Aim of the task: Line by line, output the material without altering anything.

···

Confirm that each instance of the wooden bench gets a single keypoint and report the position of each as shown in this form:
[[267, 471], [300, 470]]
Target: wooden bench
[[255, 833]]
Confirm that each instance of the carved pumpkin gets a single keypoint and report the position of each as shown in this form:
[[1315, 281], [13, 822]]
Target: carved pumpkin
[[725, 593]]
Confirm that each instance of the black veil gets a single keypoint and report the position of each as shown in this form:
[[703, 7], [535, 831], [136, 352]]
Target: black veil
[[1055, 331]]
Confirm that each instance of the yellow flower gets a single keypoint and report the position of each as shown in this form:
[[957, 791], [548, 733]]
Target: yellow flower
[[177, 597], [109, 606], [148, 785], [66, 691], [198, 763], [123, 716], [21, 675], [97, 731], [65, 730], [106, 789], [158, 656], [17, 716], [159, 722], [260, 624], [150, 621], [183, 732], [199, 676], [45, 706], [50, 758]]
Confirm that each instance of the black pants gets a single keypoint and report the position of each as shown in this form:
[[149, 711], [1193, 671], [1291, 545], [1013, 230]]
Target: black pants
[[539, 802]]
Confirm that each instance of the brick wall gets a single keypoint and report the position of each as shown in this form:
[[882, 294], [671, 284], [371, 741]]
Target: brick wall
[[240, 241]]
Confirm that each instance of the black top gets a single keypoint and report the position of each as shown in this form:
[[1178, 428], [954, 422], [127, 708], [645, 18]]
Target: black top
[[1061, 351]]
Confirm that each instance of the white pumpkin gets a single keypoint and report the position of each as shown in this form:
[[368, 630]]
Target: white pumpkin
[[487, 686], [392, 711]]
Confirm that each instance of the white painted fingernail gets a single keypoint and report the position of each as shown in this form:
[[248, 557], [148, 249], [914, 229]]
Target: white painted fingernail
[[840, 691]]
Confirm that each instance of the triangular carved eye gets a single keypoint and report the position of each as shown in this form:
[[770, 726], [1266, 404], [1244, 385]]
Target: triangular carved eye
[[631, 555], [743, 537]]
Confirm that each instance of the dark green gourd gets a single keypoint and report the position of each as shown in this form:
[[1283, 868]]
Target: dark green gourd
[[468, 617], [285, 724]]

···

Your response:
Confirm that each instance of the wooden bench gets a single keypoint and report the position of each as shown in this form:
[[267, 471], [300, 470]]
Target: wooden bench
[[255, 833]]
Confirm that each instance of the carved pumpkin gets a single keypoint and report the position of each as shown in this form:
[[1315, 281], [13, 822]]
Target: carved pumpkin
[[725, 593]]
Confirm that each instance of the black veil gets a single keypoint and report the position of each as shown in this form:
[[703, 7], [535, 831], [136, 352]]
Target: black veil
[[1055, 331]]
Confirm that each instance of the yellow flower gets a single keypoint and report the position of each as shown in this form:
[[957, 791], [548, 733]]
Target: yellow flower
[[177, 597], [109, 606], [148, 785], [66, 691], [198, 763], [123, 716], [21, 675], [97, 731], [65, 730], [106, 789], [158, 656], [17, 716], [159, 722], [260, 624], [150, 621], [183, 732], [199, 676], [45, 706], [50, 758]]
Confirm that each instance of the black pants gets a single keypoint and report the position of each as shown in this form:
[[149, 711], [1193, 671], [1291, 545], [1013, 230]]
Target: black pants
[[539, 802]]
Confirm that each instance of the brick wall gets a single keypoint and report the position of each as shown in this form:
[[882, 294], [671, 284], [371, 741]]
Target: brick wall
[[240, 241]]
Confirm that each instance of the black top gets a single keypoint and report the position of each as shown in this form:
[[1178, 428], [954, 422], [127, 708], [645, 18]]
Target: black top
[[1061, 351]]
Confirm that each instance of the white pumpkin gets a single keypoint and report the position of each as shown in this form:
[[368, 630]]
Target: white pumpkin
[[487, 686], [392, 711]]
Confirm that each instance of the white painted fingernail gets a single keypoint and report the position of each as shown in this form:
[[248, 557], [148, 249], [914, 229]]
Target: white painted fingernail
[[840, 691]]
Confirm that each instance of the triangular carved eye gets a single keypoint and report the position of each as shown in this form:
[[770, 726], [1266, 404], [1244, 385]]
Target: triangular carved eye
[[631, 555], [743, 537]]
Confirm that each instance of the dark green gourd gets a single keypoint and report the position of each as shown in this form:
[[1283, 868]]
Target: dark green gourd
[[468, 617], [285, 724]]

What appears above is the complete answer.